Natural-language object grounding data:
# # # # #

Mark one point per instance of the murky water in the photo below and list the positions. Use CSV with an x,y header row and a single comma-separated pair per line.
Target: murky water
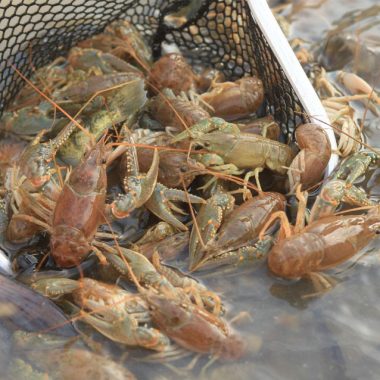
x,y
290,333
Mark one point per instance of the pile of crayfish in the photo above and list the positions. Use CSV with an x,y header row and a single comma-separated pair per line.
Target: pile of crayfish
x,y
105,143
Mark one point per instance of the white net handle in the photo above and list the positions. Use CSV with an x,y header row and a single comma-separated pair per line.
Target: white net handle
x,y
263,16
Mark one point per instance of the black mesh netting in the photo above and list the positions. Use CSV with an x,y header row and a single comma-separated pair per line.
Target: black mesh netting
x,y
220,33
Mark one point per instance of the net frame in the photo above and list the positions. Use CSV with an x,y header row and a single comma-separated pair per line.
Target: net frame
x,y
238,37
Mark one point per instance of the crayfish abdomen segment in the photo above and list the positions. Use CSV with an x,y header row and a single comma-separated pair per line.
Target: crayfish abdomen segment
x,y
69,246
297,256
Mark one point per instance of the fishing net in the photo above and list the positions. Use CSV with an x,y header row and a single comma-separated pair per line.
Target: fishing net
x,y
217,33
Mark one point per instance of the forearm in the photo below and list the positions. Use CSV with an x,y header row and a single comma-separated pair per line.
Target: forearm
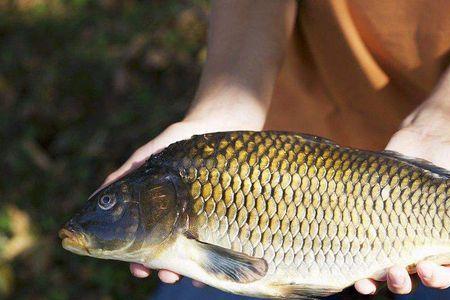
x,y
435,111
246,46
425,133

# # # # #

● **WHAT YOU WILL DO**:
Only the pictures are to be left out, and all of the data must otherwise be transcribed exactly.

● **EXERCISE RESPONSE**:
Mark one point per instance of the murky water in the photo below and list the positions. Use CSV with an x,y header row and a single comma-separated pair per line.
Target: murky water
x,y
290,333
Mark one point per instance of the pile of crayfish in the photo above and list the positions. Use CSV with an x,y header row and a single comma-separated pair per line.
Target: pile of crayfish
x,y
105,143
Mark one point per instance of the white net handle in the photo above and list the positions. Use CSV with an x,y header row and a single comma-separated pair per line.
Target: white net handle
x,y
263,16
Mark one point per instance of the black mesh netting in the photo above and list the positions. Use CSV with an x,y header row and a single comma-separated pair per line.
Target: black mesh netting
x,y
220,33
Mark one point per instance of the net frame in the photo above and list the positions. Use CSV with an x,y header row and a single comma-separated pair per line.
Target: net frame
x,y
238,37
Mark one point per instance of the crayfish abdomen segment in the photo above and list the positions. Use CSV with an x,y header row and a single comma-separated pair per line.
Target: crayfish abdomen segment
x,y
69,246
297,256
Mark one point per instance of the fishing net in the photo above and list the positions. Use CSV with an x,y header row and a single comma-separated pair per line.
Target: fishing net
x,y
217,33
Mark one point per instance of the forearm in the photo below and list the positions. Use CSV with an x,y header row and a single comma-separated pair per line.
Target: forearm
x,y
435,111
246,46
425,133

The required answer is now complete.